Segment Open

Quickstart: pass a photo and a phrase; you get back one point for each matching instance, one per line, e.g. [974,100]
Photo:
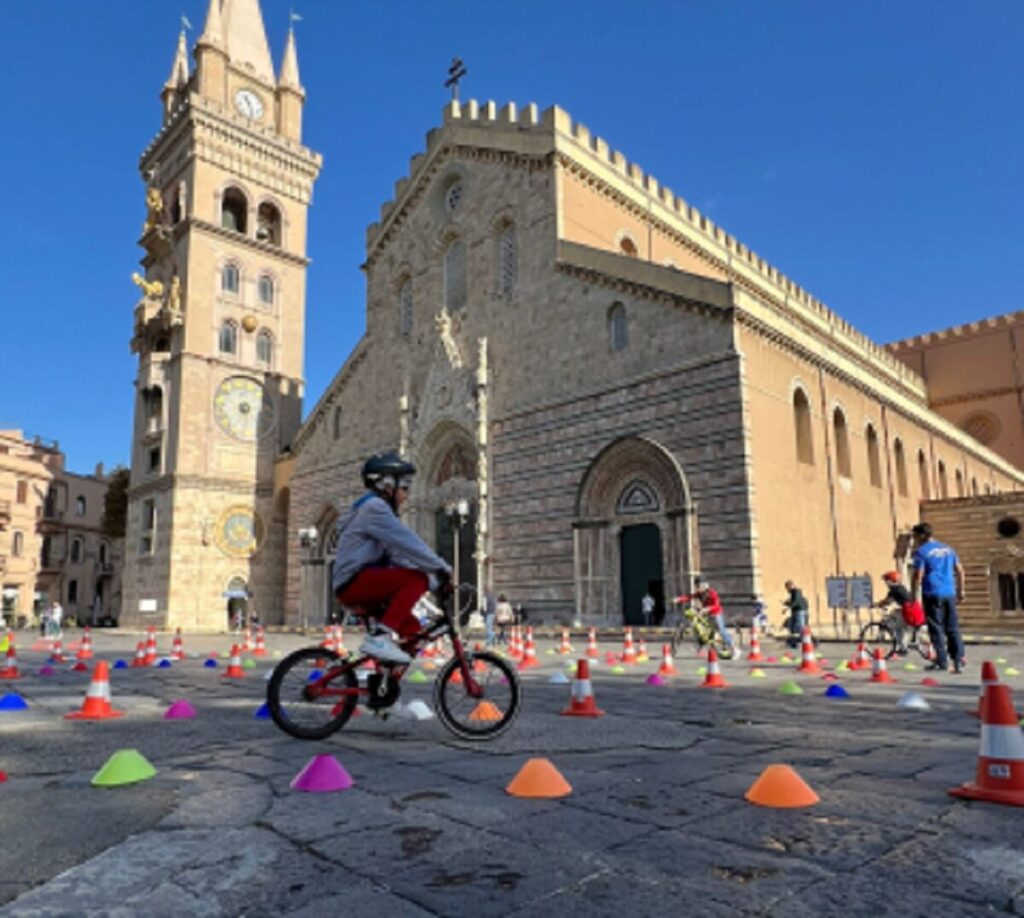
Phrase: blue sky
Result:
[871,151]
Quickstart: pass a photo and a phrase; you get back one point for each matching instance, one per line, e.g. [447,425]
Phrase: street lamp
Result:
[309,543]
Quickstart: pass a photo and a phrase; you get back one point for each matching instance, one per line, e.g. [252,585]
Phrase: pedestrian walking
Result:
[938,578]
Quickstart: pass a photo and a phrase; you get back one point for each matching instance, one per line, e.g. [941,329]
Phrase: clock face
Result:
[240,532]
[243,409]
[249,103]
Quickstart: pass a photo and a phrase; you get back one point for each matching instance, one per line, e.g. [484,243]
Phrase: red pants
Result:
[398,587]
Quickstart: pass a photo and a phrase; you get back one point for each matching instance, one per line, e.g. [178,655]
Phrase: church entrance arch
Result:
[634,533]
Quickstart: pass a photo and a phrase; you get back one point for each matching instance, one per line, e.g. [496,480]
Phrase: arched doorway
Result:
[634,533]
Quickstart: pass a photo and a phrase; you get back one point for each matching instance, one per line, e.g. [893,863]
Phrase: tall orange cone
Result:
[999,778]
[713,678]
[629,652]
[668,667]
[10,668]
[860,660]
[177,649]
[97,699]
[139,656]
[85,649]
[755,652]
[582,703]
[808,661]
[235,670]
[880,672]
[529,654]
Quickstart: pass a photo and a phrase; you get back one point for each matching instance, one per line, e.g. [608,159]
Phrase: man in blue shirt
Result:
[938,576]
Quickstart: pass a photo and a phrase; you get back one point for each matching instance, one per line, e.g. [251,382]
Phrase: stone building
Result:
[623,393]
[52,545]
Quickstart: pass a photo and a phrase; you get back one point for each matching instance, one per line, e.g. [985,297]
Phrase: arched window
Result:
[264,347]
[265,290]
[619,333]
[507,257]
[228,338]
[873,460]
[899,457]
[268,224]
[233,211]
[455,276]
[802,427]
[406,306]
[229,278]
[843,463]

Segment Closed

__What to work on__.
Extract the lines of the preceding material that run from the line with "Phrase: stone building" through the line with "Phrase: arched window", inclusive, reproducing them exactly and adding nothing.

__Solution for this task__.
Phrase: stone building
Result:
[623,393]
[52,545]
Quickstart: pass a photo and a phrase; you get back one point for each matching instance, one per line, e.g. [985,297]
Phrase: arched window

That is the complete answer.